**Excerpt to read**
+ + +

This was the result of answering the question:
" How do we create new maths?"
A circle don't exist (in the physical world) but it does in the human mind. But not all the thoughts in the human mind exist.
A circle is different from an unicorn or a pink elephant in a person's mind. In the mind of two people two pink elephant can't be the same but a circle is the same in all minds. So a circle exist...in the mind of the humankind.
But what will say about the maths when the humanking will be extinct and the universe with them. Could Mathematics exist if human kind or a mind could live or think forever?
Do things exist if there are no longer any record or memory of them?
The answer is no.
But what about a unfinished book novel due to the demise of his author ?
A book novel without his final chapter is not complete, but does not exist as a complete form. It is not a book. The same with maths.
Lot's of maths has to not be discover yet therefore Mathematics is not complete. It doesn't exist.
Can we discover all?
We need to think transcendentally , perhaps assuming an infinite mind capable of operating in infinite universes perhaps then we could compleat the Mathematics!?
But that mind would only create finite sentences (Alan Turing dictionary...) there fore will always be mathematical transcendental objects that will evade his ultimate powerful cognition.
So Mathematics don't exist and what exist is only the work of the Mathematicians...or doesn't! ?
Perhaps the meaning of the word "exist" doesn't exist...
By the way thanks for this channel.
At the moment I respectfully disagree with the author .
I believe they way I learned about Real number was from Russian text book la mir, (but possibly not)
In this Two thick volume the Russian scholar use the axiomatic approach to define all the property of the Real number. The axiom that bring the Real Number to life is the axiom of the existence of the extreme inferior.
Any inferior bounded set of rational number has an inferior (a number smaller than any of his element but greater of any of his "minors")
Then the scholat proved that the set of the Real number is unique under homeomorphism ( regardless their representation).
So the Set of Real Number Exist and it is Unique.
I do find problematic though
the limit of theta to 0 of sin (theta)/theta = 1
I am not sure was proved or if can be proved except for geometric consideration therefore it should be considered as an axiom, anyone??
I hope I don't be taken too serious.
I apologise for any mistake in the definition, I studied this long, long time ago and I misplaced my reference books.
I would like to thank again the professor author of this channel for his contributions and for the great value and joy in his channel.
Congratulations for the success of your channel.
Finally I think I could create the App mention at 19:00 😜
I understand I don't fully understand what I am talking about.
Bye
Isn't the problem due to the existence of non-contructable quantities, such as what are demonstrated by the Banach-Tarski paradox?
Hi Norman, love the videos and always find your perspective valuable when trying to strengthen my intuition of what mathematics really is. I feel like mathematical philosophy as a concept has been lost to the delusion of axiomatics and the esoterics of ontology, whereas mathematics to me should have a much clearer philosophical grounding to it, and your criticisms of mainstream maths have provided much food for thought.
Would you agree with a construction of real analysis that explicitly deals with Cauchy sequences, and explicitly states which results are constructive algorithms, versus those that require arguments by contradiction/double negatives? There would be no canonical forms or basic comparison of sequences, so it could hardly be treated as a number system, but it seems like something which would still be worth doing, even among people such as yourself who require explicit notation of the objects being reasoned about.

+ + +

**List of tasks**
1. In the excerpt on mathematics, which axiom is said to bring the Real Numbers to life?
2. From the excerpt on mathematics, reproduce everything from "I believe they" down to "regardless their representation).".

Stored items from a collection

+ + +

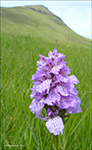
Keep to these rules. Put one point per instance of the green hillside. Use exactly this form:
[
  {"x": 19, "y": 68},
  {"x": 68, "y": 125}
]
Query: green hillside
[
  {"x": 38, "y": 21},
  {"x": 27, "y": 32}
]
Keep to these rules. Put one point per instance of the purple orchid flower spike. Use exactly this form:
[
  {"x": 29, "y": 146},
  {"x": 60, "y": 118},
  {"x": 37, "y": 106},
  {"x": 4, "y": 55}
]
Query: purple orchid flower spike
[{"x": 54, "y": 91}]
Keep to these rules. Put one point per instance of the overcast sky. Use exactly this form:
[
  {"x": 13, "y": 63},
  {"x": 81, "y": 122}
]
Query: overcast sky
[{"x": 76, "y": 14}]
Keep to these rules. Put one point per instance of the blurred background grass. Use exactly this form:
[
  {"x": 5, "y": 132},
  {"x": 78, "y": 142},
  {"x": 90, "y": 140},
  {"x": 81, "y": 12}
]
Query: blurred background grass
[{"x": 26, "y": 33}]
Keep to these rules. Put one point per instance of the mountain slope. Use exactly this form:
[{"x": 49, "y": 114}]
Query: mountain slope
[{"x": 38, "y": 21}]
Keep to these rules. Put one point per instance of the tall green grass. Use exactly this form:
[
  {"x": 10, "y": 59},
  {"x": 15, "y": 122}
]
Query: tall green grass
[
  {"x": 21, "y": 43},
  {"x": 19, "y": 128}
]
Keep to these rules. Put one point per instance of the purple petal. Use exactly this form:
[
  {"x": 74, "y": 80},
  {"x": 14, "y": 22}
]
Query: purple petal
[
  {"x": 73, "y": 79},
  {"x": 52, "y": 98},
  {"x": 55, "y": 125},
  {"x": 56, "y": 69},
  {"x": 63, "y": 90},
  {"x": 76, "y": 109},
  {"x": 45, "y": 85}
]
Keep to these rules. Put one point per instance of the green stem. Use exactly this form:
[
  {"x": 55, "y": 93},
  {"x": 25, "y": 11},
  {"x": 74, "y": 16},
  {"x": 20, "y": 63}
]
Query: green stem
[{"x": 55, "y": 141}]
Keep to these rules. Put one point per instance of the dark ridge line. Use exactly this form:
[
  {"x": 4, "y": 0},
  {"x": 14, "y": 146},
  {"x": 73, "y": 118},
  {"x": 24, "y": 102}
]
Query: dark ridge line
[{"x": 44, "y": 12}]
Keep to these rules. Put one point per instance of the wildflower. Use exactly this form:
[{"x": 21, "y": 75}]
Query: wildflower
[{"x": 54, "y": 91}]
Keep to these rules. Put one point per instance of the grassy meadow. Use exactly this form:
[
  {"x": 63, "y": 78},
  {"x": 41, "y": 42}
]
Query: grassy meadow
[{"x": 24, "y": 35}]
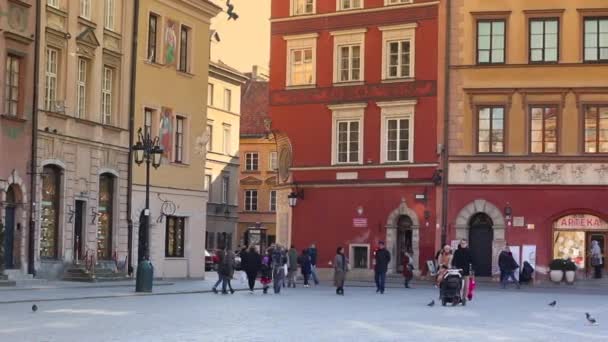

+ + +

**Solutions to each task**
1. The axiom of the existence of the extreme inferior.

2.
I believe they way I learned about Real number was from Russian text book la mir, (but possibly not)
In this Two thick volume the Russian scholar use the axiomatic approach to define all the property of the Real number. The axiom that bring the Real Number to life is the axiom of the existence of the extreme inferior.
Any inferior bounded set of rational number has an inferior (a number smaller than any of his element but greater of any of his "minors")
Then the scholat proved that the set of the Real number is unique under homeomorphism ( regardless their representation).